• [TEXT SECTION]
..............................
As the CO made progress on the program goals and reflected more on definitions and characteristics of the impact populations it revealed they were too broad and needed to be refined into more specific population groups. Case studies were used to help identify characteristics of people the CO sought to impact on, including sub groups of that impact population, as well as to eliminate specific people the programs would not target (those people CARE Malawi would not have the greatest impact on, such as where other organizations and development programs are already targeting them).

CARE Malawi created subsequent spaces for program teams over the next 18 months to develop program strategies. This included additional research and analysis to better understand the UCP and vulnerabilities of the impact populations, impact population characteristics and theories of change. The process of mapping theories of change raised questions such as how the CO should represent outcomes on a plane of time as it moves toward the goal through the pathways of change. The theory of change mapping process also required the CO to research specific program impact groups, using ongoing research initiatives to contribute to a deeper understanding of the poverty dynamics surrounding its choice of impact populations. Projects designed before the current understanding of impact groups have been used to provide experiential knowledge in the process of developing the programs to strengthen our analytical knowledge from research and other analysis and reflection processes.
..............................
• [RAW RECORDS]
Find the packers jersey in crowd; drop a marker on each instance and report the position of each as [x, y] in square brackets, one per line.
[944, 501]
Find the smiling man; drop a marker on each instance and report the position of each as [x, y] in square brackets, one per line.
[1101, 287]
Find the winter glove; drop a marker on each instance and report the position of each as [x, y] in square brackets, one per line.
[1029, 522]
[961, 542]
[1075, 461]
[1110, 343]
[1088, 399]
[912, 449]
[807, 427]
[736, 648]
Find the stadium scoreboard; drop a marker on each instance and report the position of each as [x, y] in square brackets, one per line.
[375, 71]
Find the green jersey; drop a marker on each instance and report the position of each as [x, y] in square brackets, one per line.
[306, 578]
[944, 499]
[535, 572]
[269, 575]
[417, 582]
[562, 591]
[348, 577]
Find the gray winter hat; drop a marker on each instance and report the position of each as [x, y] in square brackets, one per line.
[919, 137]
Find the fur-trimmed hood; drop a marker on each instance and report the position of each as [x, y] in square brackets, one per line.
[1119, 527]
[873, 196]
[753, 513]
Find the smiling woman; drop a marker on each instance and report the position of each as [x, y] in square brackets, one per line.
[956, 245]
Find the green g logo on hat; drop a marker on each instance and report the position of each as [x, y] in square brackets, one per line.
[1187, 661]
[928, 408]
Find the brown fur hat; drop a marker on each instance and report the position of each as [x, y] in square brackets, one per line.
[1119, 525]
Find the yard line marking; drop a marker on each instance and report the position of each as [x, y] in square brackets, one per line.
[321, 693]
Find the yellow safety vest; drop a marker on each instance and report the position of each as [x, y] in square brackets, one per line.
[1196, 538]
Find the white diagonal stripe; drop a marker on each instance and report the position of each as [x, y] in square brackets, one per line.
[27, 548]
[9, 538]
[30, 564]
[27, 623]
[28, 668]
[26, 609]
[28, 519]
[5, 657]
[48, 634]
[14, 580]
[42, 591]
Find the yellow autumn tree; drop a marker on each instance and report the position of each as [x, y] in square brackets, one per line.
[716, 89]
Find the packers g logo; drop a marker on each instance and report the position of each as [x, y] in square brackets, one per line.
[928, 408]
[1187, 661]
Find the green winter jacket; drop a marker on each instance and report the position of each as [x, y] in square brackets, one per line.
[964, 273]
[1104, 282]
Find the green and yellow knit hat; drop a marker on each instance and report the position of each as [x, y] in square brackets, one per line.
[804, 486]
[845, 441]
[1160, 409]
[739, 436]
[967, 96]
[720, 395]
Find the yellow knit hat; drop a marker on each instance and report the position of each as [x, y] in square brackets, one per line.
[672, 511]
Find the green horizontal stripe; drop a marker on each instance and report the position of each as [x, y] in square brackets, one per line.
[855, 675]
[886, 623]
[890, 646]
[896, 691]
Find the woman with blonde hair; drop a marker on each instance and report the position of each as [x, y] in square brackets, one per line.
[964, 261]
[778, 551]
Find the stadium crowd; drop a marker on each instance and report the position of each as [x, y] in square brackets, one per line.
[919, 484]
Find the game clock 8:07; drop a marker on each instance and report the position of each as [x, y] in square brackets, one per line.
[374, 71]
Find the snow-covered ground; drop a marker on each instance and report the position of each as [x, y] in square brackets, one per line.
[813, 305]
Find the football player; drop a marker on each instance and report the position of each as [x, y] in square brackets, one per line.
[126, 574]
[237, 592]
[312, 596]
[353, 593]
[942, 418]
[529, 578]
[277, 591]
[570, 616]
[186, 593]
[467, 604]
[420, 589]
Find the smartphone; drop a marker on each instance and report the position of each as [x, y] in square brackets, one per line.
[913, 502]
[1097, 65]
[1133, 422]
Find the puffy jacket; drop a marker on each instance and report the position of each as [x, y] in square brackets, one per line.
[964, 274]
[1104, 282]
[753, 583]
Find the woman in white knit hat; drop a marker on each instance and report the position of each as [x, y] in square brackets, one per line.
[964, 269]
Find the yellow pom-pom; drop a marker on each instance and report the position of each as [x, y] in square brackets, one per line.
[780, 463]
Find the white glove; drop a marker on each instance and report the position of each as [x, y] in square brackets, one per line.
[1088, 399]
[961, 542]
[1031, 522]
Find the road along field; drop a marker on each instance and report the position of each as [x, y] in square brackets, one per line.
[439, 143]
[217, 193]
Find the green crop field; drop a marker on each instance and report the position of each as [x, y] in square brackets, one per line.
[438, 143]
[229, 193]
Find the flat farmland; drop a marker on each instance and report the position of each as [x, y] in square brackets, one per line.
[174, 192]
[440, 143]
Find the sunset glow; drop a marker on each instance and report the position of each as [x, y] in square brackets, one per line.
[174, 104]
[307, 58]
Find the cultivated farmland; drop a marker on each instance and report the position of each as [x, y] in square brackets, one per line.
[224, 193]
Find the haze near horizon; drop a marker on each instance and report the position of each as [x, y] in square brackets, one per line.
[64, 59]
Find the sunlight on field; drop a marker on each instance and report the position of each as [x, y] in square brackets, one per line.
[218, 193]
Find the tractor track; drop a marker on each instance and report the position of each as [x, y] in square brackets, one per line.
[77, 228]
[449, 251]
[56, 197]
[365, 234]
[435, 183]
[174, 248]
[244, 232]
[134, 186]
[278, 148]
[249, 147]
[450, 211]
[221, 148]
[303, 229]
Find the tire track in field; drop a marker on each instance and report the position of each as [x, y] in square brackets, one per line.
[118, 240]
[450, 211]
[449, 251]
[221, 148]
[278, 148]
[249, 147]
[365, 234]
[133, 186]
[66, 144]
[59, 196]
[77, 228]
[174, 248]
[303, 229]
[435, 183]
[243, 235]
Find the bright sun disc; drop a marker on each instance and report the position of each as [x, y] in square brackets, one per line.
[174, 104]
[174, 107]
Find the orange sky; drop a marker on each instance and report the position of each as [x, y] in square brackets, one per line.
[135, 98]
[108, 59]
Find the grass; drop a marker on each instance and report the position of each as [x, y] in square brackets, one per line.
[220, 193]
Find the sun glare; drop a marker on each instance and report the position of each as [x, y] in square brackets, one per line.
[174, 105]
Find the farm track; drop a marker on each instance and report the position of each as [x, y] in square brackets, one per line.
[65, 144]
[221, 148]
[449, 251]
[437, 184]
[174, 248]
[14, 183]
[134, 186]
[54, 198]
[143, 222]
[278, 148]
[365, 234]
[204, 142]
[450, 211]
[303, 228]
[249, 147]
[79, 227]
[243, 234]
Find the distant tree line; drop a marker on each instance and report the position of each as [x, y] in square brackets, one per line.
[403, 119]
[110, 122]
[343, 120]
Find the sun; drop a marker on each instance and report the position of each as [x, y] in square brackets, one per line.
..............................
• [TO BE DONE]
A. Decide whether each statement agrees with the CARE Malawi passage. Answer yes or no, and quote the deciding words.
(i) Case studies helped rule out specific people the programs would not target.
(ii) CARE Malawi created spaces for program teams over the next 12 months.
(iii) The impact populations turned out to be too narrow and needed to be widened.
B. Output the CARE Malawi passage word for word, starting at "As the CO made" and ending at "already targeting them).".
C. Answer these questions from the CARE Malawi passage:
(i) Over what period did CARE Malawi create spaces for program teams to develop program strategies?
(ii) Besides ruling people out, what were case studies used to help identify?
(iii) What kind of knowledge did projects designed before the current understanding of impact groups provide?

• [EXPECTED ANSWERS]
A.
(i) Yes: "as well as to eliminate specific people the programs would not target"
(ii) No: "over the next 18 months"
(iii) No: "they were too broad and needed to be refined into more specific population groups"

B.
As the CO made progress on the program goals and reflected more on definitions and characteristics of the impact populations it revealed they were too broad and needed to be refined into more specific population groups. Case studies were used to help identify characteristics of people the CO sought to impact on, including sub groups of that impact population, as well as to eliminate specific people the programs would not target (those people CARE Malawi would not have the greatest impact on, such as where other organizations and development programs are already targeting them).

C.
(i) Over the next 18 months.
(ii) Characteristics of people the CO sought to impact on, including sub groups of that impact population.
(iii) Experiential knowledge.